Please take the entries below from the first line through the line containing "599, row 83." and repeat them exactly, leaving out everything after.
-------- DATA RECORDS --------
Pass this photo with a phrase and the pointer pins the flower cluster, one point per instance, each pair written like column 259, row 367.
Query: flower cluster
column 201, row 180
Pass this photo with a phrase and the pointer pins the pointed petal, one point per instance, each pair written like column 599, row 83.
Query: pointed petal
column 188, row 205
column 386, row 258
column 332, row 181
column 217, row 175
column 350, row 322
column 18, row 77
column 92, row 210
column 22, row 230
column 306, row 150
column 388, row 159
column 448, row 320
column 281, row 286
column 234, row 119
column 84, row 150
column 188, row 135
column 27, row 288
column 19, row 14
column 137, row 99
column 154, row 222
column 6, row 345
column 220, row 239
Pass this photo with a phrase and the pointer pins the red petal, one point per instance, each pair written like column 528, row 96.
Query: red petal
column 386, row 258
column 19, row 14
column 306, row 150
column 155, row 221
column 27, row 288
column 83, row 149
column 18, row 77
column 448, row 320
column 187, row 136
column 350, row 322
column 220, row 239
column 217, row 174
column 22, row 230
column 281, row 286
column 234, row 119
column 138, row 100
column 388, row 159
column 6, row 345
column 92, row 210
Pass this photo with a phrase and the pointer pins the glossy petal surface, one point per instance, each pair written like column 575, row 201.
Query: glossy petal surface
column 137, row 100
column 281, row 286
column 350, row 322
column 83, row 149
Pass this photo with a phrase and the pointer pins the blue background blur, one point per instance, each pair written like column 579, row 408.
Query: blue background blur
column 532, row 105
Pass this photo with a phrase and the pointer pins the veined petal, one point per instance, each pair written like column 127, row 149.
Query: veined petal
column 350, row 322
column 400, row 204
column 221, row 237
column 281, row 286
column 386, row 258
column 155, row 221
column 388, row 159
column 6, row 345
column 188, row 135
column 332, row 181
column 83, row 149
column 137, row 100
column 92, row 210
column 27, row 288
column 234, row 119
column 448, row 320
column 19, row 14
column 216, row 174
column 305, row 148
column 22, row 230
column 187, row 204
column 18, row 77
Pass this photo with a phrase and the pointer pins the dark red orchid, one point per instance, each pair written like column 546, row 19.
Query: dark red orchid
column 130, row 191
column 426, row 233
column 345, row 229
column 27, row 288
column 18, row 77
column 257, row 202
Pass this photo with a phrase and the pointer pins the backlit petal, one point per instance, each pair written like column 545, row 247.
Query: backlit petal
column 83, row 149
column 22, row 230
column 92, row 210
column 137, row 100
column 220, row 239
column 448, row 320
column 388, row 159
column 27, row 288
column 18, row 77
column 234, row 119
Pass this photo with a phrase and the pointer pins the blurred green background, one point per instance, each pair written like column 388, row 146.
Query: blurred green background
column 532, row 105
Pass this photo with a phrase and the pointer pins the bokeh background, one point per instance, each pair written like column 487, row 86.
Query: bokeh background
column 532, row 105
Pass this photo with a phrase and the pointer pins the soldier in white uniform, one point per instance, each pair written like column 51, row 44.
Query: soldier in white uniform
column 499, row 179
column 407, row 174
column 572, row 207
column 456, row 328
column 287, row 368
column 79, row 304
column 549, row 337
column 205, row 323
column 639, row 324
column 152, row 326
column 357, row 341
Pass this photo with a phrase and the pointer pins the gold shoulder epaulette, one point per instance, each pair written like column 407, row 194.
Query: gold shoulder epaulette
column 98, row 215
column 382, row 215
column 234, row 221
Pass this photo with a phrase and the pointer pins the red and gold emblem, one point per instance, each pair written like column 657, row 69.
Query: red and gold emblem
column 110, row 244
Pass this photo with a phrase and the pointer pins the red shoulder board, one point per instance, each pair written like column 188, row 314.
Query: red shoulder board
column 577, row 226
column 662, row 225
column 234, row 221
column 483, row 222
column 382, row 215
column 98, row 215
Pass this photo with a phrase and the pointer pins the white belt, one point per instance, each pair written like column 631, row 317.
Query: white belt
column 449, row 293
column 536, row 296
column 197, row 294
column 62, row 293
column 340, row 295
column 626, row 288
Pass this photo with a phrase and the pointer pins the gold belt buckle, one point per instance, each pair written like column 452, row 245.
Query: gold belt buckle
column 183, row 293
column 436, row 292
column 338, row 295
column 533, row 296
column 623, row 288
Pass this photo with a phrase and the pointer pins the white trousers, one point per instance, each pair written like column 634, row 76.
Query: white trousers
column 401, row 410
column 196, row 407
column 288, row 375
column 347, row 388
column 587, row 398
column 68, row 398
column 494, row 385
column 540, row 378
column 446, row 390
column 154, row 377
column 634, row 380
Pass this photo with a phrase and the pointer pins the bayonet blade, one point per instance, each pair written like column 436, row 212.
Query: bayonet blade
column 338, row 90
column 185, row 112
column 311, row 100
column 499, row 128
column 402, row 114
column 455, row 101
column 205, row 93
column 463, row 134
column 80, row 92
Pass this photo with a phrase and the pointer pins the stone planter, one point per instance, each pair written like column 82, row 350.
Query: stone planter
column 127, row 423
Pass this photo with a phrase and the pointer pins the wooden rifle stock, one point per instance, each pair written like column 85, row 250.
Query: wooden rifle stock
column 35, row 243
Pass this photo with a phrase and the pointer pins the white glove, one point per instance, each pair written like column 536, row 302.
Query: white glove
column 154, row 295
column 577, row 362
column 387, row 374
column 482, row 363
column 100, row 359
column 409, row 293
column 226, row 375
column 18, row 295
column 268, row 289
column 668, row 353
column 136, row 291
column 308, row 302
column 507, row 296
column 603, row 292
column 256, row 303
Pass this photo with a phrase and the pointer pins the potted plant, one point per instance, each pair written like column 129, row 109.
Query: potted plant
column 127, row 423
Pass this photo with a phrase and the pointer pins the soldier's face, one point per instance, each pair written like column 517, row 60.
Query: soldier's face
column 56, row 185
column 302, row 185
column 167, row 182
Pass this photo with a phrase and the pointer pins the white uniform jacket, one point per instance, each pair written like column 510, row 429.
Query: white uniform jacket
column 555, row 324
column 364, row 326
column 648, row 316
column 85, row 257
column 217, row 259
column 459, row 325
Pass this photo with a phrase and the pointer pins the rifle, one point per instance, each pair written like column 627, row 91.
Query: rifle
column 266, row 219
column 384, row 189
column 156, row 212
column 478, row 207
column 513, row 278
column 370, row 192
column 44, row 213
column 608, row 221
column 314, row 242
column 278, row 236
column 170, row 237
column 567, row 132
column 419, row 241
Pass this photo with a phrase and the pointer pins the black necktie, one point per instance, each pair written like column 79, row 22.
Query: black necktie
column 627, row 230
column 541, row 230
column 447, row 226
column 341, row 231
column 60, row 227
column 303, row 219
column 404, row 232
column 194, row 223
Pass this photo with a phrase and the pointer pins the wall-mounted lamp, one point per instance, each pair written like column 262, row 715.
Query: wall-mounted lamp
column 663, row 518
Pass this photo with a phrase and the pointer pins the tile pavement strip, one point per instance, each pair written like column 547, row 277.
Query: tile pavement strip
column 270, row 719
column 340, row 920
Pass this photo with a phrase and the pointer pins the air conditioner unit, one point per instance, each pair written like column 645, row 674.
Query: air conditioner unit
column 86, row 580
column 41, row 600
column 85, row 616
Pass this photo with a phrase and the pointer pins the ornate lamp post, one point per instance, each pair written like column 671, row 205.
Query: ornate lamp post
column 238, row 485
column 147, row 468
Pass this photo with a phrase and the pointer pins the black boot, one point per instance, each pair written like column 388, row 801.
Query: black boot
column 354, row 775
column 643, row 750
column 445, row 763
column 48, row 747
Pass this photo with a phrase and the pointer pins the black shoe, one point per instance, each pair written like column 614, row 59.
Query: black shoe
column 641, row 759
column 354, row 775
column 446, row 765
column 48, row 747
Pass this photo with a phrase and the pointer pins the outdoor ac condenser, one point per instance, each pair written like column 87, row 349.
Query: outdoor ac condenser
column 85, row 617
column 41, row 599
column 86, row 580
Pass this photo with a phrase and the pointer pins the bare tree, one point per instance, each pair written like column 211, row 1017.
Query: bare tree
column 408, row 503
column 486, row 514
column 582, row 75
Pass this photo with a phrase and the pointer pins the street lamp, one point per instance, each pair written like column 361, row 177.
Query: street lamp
--------
*TASK OUTPUT*:
Pass this photo with a phrase and the pointer pins the flower cluster, one point per instance, each pair written like column 259, row 367.
Query: flower cluster
column 201, row 180
Pass this photo with a phrase and the pointer pins the pointed petal, one point per instance, each pair written like column 599, row 83.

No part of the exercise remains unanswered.